*** Document extract ***
By Joe Belanger @ Shutterstock.com
Bob Levy, Chairman of the Cato Institute, and someone I count as a friend, calls former Supreme Court Associate Justice John Paul Stevens’ call to repeal the Second Amendment “needlessly provocative, counterproductive and hostile to core American liberties.” I couldn’t agree more.
Bob tangled with Stevens during the famous D.C. vs. Heller trial, where Bob organized and supported the pro-Second Amendment side of the case. His expertise on the issue is unmatched. He writes at Cato.org (abridged):
Perhaps the most blatant symptom of the cultural divide in America is the post-Parkland call to repeal the Second Amendment — most recently jump-started by retired Supreme Court Associate Justice John Paul Stevens. He writes in The New York Times that repeal “would be simple” and “would eliminate the only legal rule that protects sellers of firearms in the United States.” That’s indisputably incorrect on both counts.
The notion that repeal would be simple is a fantasy. Two-thirds of both houses of Congress would have to craft the repeal, which would then have to be ratified by three-fourths of the states. That’s inconceivable in a country that has more guns than people.
Not only is repeal unattainable, it would also be ineffective and unnecessary.
What makes the Stevens manifesto especially irresponsible is that it would rupture the social fabric in this country — leading to turmoil, lawlessness and violence.
In a nutshell, the Supreme Court has ruled that the Second Amendment guarantees individual gun owners’ rights, but it does not preclude reasonable regulations. Repeal would be needlessly provocative, counterproductive and hostile to core American liberties.
*** End of Document extract ***
> Exercise tasks:
1 – Summarize the article on repealing the Second Amendment in two sentences.
2 – Reproduce the passage of the Second Amendment article between "Bob tangled with" and "guns than people.", inclusive.
Work only from the article on repealing the Second Amendment.
*** Data to examine ***
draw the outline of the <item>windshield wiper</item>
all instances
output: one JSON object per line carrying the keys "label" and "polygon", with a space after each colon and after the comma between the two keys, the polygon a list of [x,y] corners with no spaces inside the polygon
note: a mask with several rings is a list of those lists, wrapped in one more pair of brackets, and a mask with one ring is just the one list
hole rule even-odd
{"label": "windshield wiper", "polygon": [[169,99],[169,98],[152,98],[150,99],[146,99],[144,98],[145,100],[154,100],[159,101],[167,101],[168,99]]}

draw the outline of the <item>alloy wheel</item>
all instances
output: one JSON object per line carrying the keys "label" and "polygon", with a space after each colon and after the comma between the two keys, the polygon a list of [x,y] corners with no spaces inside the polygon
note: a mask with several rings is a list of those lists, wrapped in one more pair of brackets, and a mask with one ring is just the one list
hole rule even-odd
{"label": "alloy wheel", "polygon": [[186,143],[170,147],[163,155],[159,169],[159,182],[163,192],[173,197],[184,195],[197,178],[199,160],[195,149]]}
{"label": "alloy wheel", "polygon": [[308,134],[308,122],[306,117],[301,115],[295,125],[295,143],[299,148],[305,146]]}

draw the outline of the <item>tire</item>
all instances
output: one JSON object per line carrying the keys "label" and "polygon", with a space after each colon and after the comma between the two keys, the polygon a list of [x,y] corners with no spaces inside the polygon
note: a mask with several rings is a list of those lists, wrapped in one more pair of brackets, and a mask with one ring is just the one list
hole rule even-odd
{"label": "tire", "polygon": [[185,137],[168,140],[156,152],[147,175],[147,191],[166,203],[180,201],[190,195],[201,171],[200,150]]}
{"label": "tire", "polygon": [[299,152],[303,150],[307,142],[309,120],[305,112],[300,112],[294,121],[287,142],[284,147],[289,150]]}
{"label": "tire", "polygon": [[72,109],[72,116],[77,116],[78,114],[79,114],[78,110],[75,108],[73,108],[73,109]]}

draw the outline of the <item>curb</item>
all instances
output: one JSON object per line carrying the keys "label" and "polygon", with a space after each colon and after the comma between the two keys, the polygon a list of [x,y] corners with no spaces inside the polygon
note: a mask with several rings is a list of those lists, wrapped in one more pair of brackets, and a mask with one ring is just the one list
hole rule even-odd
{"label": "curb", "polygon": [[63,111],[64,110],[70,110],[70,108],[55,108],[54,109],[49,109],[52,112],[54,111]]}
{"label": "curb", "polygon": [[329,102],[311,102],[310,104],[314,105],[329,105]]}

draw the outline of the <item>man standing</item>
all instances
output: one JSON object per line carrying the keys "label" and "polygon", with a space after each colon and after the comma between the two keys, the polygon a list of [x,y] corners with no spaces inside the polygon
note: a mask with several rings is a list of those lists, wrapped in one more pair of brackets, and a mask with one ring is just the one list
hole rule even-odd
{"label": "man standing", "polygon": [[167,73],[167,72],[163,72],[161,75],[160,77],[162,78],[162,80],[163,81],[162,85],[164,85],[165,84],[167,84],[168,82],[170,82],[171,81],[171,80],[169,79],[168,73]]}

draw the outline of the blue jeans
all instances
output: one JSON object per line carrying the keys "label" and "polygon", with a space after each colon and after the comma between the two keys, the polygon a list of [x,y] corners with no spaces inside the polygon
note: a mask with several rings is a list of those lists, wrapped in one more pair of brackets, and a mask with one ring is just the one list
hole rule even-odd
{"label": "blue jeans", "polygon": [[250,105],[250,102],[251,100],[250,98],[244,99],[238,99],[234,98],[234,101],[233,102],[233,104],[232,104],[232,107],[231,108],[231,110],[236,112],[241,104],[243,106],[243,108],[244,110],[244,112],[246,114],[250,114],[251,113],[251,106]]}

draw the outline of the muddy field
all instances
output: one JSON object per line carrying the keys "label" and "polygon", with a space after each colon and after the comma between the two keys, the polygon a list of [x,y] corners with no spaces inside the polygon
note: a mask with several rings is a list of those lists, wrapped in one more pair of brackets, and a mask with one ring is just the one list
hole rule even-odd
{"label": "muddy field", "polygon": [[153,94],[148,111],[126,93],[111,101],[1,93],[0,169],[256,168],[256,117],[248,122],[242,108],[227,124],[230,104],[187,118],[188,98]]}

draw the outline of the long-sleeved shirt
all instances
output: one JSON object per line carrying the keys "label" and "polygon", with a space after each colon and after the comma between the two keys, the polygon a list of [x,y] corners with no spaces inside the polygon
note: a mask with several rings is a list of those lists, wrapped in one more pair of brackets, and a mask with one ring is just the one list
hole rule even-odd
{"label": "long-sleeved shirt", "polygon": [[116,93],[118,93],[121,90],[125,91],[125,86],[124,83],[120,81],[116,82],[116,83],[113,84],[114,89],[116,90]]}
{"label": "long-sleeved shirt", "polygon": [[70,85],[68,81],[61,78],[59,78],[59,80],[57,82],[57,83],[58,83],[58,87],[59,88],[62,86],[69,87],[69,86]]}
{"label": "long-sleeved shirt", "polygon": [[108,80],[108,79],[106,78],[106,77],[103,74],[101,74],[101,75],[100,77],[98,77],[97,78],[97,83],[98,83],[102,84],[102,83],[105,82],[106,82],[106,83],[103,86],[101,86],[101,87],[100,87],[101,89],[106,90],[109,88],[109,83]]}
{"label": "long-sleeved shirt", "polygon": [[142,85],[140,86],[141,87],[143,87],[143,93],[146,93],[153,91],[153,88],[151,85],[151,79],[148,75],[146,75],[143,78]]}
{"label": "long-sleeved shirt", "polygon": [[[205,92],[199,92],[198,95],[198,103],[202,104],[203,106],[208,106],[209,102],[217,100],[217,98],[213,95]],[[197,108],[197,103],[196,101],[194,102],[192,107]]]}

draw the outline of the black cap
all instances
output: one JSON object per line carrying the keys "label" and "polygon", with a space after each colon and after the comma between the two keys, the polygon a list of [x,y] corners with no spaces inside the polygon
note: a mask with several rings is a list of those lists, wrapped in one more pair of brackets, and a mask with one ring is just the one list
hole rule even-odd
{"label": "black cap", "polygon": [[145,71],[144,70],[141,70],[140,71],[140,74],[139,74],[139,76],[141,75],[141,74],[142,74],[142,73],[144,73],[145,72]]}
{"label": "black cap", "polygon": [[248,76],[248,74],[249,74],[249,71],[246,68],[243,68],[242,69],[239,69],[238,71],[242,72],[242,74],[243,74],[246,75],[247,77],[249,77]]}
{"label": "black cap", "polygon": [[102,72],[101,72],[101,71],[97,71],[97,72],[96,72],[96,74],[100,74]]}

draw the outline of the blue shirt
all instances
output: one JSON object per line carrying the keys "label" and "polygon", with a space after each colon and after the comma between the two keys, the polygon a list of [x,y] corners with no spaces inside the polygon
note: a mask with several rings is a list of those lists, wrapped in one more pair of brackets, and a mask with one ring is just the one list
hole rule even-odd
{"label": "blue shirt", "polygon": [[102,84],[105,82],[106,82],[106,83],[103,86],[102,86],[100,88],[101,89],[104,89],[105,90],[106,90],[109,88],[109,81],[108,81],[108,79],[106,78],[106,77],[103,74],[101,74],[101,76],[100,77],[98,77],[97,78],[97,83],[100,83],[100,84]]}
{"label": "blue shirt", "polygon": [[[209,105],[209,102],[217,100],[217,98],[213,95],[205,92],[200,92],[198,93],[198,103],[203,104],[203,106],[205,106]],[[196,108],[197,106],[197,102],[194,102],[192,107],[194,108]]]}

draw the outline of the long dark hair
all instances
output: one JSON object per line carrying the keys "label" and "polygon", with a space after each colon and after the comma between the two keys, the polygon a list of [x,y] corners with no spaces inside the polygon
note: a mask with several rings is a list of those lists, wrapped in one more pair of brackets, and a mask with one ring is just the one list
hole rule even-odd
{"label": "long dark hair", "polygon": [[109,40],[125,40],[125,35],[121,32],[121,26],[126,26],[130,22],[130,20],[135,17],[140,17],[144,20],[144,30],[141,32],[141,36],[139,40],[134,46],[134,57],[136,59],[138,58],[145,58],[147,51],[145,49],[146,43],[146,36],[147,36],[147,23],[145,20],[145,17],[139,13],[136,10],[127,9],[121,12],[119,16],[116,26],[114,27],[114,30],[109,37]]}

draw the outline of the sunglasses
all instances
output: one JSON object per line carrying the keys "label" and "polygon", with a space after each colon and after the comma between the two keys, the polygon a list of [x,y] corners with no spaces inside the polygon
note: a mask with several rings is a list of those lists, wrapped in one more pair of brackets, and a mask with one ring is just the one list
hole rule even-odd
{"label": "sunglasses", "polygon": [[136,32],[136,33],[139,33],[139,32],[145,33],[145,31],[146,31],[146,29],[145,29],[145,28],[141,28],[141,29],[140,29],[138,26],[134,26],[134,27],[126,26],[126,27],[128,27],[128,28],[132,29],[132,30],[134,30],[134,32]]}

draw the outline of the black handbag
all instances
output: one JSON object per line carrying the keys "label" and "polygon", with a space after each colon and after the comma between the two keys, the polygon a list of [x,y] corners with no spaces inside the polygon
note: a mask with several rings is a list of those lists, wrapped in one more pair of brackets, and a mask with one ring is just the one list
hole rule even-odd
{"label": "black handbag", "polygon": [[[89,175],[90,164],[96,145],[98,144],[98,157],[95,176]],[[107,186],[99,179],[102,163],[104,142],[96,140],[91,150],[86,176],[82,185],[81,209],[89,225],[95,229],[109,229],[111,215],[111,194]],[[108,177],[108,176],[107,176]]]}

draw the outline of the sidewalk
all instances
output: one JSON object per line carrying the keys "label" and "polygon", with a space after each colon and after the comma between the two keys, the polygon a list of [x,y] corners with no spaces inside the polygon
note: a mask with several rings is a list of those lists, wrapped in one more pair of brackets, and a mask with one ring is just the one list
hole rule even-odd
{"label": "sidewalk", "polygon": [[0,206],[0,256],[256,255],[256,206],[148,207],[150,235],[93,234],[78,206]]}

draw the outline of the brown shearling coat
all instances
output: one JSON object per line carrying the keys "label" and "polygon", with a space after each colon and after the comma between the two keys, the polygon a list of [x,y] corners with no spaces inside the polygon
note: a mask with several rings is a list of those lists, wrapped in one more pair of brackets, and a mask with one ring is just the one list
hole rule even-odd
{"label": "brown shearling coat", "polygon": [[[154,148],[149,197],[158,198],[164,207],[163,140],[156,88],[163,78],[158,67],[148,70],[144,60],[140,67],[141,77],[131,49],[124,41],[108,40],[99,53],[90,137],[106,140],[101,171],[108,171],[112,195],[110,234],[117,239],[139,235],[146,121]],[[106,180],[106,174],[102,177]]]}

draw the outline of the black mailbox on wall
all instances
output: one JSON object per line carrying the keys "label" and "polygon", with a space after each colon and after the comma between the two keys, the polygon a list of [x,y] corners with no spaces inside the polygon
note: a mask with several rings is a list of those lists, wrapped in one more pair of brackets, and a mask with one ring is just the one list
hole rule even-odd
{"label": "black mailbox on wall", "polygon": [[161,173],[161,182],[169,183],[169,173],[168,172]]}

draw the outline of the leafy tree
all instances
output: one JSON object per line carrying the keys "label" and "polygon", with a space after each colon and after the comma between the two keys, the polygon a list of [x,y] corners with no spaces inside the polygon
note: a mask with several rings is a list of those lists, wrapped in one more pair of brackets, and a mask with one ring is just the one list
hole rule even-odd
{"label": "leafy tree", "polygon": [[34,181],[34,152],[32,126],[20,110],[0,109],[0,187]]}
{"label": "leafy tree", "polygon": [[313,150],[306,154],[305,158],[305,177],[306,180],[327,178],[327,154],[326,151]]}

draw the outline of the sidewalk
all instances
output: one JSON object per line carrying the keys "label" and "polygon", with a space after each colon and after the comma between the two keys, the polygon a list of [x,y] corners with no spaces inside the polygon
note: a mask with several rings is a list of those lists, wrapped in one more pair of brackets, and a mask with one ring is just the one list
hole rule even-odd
*** End of Data to examine ***
> Answers for the exercise:
1 – Bob Levy, chairman of the Cato Institute, calls former Supreme Court Associate Justice John Paul Stevens' call to repeal the Second Amendment needlessly provocative, counterproductive and hostile to core American liberties. Levy argues that repeal would be far from simple, because it would require two-thirds of both houses of Congress and ratification by three-fourths of the states, and that it would also be ineffective and unnecessary and would rupture the country's social fabric.

2 –
Bob tangled with Stevens during the famous D.C. vs. Heller trial, where Bob organized and supported the pro-Second Amendment side of the case. His expertise on the issue is unmatched. He writes at Cato.org (abridged):
Perhaps the most blatant symptom of the cultural divide in America is the post-Parkland call to repeal the Second Amendment — most recently jump-started by retired Supreme Court Associate Justice John Paul Stevens. He writes in The New York Times that repeal “would be simple” and “would eliminate the only legal rule that protects sellers of firearms in the United States.” That’s indisputably incorrect on both counts.
The notion that repeal would be simple is a fantasy. Two-thirds of both houses of Congress would have to craft the repeal, which would then have to be ratified by three-fourths of the states. That’s inconceivable in a country that has more guns than people.